O “Jesus do Catulé” lavava um dos moradores quando os soldados chegaram e deram voz de prisão a todos. Ele e Onofre, nus, foram ao encontro dos guardas dizendo: “Nós somos de paz”. Os agentes da lei, porém, abriram fogo. Onofre caiu morto, Joaquim ficou gravemente ferido. Os demais vestiram-se apressadamente. À noite houve ainda uma frustrada tentativa de atirar à fogueira uma criança tida como possuída pelo demônio.
Joaquim pediu para morrer com a palavra de Deus na boca. Alguém arrancou duas páginas da Bíblia e colocou uma na boca de Joaquim e a outra na de Onofre, já morto. Joaquim pediu um pouco de água, engoliu a página e em seguida morreu. Os que por lá estavam disseram: “Não está morto, está dormindo”.
Os acontecimentos havidos no Catulé, do modo como foram divulgados pela imprensa sensacionalista da época, estigmatizaram por muitos anos a população do município de Malacacheta, tachada de bárbara e sanguinária. Por falta de provas, os soldados cujos disparos ceifaram as vidas de Joaquim e de Onofre foram absolvidos. Igualmente por falta de provas, foram postos em liberdade três dos protagonistas do caso, incluindo as duas “profetisas”. Um dos participantes, conhecido como João Caolho, ficou detido preventivamente e sem julgamento de 1955 a 1964. Tido como mentalmente insano, foi transferido para um manicômio judiciário como medida de segurança. Contudo, beneficiou-se do regime de liberdade vigiada até 1970, quando obteve, por fim, a liberdade definitiva.

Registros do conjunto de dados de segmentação
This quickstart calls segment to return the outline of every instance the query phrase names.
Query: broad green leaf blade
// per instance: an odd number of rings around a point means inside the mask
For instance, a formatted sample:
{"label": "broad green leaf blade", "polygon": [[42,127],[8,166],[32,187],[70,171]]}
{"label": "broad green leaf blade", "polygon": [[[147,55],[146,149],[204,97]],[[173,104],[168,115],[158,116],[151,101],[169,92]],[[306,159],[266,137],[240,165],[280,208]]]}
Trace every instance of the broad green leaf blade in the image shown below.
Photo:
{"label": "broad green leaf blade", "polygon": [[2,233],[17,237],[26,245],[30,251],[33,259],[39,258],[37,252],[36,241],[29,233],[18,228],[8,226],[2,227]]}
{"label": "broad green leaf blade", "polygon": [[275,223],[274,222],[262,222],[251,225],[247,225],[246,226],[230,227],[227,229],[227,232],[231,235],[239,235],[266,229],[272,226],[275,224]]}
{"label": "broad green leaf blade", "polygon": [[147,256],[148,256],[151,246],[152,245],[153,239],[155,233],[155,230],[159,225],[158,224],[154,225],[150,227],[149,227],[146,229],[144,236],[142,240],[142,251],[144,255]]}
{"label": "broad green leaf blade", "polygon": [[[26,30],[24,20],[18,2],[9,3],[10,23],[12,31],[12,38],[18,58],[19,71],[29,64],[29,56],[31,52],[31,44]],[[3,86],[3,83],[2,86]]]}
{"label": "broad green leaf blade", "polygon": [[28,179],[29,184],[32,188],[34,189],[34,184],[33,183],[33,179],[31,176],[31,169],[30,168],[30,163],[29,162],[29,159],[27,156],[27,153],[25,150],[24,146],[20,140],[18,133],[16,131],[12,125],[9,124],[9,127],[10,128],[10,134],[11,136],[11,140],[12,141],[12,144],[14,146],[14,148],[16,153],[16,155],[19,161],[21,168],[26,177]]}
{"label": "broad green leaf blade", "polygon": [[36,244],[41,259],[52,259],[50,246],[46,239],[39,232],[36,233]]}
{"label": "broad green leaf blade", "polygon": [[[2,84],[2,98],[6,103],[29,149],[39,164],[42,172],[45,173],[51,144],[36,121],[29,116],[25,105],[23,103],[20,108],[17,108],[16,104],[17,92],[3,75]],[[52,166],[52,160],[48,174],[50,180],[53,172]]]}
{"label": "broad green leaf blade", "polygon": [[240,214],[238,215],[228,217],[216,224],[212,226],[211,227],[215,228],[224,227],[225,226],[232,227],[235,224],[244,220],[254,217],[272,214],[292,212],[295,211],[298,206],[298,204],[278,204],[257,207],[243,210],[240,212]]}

Conjunto de tarefas:
1) De acordo com o relato sobre os acontecimentos do Catulé, durante que período João Caolho permaneceu detido preventivamente e sem julgamento?
2) Reproduza o relato sobre os acontecimentos do Catulé desde "Os acontecimentos havidos" até "a liberdade definitiva.", inclusive.
3) Prossiga o relato sobre os acontecimentos do Catulé a partir do ponto em que ele termina.
Os registros provêm de uma fonte distinta.

Resultados esperados:
1) De 1955 a 1964.

2)
Os acontecimentos havidos no Catulé, do modo como foram divulgados pela imprensa sensacionalista da época, estigmatizaram por muitos anos a população do município de Malacacheta, tachada de bárbara e sanguinária. Por falta de provas, os soldados cujos disparos ceifaram as vidas de Joaquim e de Onofre foram absolvidos. Igualmente por falta de provas, foram postos em liberdade três dos protagonistas do caso, incluindo as duas “profetisas”. Um dos participantes, conhecido como João Caolho, ficou detido preventivamente e sem julgamento de 1955 a 1964. Tido como mentalmente insano, foi transferido para um manicômio judiciário como medida de segurança. Contudo, beneficiou-se do regime de liberdade vigiada até 1970, quando obteve, por fim, a liberdade definitiva.

3)
O agrupamento do Catulé, que já se mostrava instável, dissolveu-se. É desconhecido o paradeiro desses parceiros. O mais provável é que tenham percorrido o caminho da completa proletarização, ou seja, convertendo-se inteiramente em assalariados rurais, o que já se anunciava nos anos de 1950.
Renato da Silva Queirozé professor da Universidade de São Paulo e autor de A caminho do Paraíso: o surto messiânico-milenarista do Catulé (USP, 1995).
O fim do mundo em Teresina
No mês de outubro de 2012, a imprensa noticiou que em Teresina, capital do Piauí, Luís Pereira, um ex-zelador que ficou conhecido como “Profeta”, anunciou que o mundo acabaria no dia 12 daquele mês. Mais de 300 pessoas estavam com ele reunidas em uma casa, aguardando o proclamado fim dos tempos, o que mobilizou forças policiais e judiciárias para de lá retirar crianças e adolescentes. O “Profeta” teria então se escondido, dispersando assim a maior parte de seus adeptos. Pesavam contra ele as acusações de promover casamentos entre menores e obrigar seus seguidores a deixarem empregos e se desfazerem de seus bens para que pudessem ser arrebatados no dia do Juízo Final.
Saiba mais - Bibliografia
ANDRADE, Jorge. Vereda da Salvação. Peça em dois atos. São Paulo: Brasiliense, 1965.PEREIRA DE QUEIROZ, Maria Isaura et al. Estudos de Sociologia e História. São Paulo: INEP-Anhembi, 1957.
REVISTA USP. “Messianismos e milenarismos no Brasil”. Coordenadoria de Comunicação Social, USP, n. 82, jun.-jul.ago. 2009.
Filme
Vereda da Salvação(Anselmo Duarte, 1965)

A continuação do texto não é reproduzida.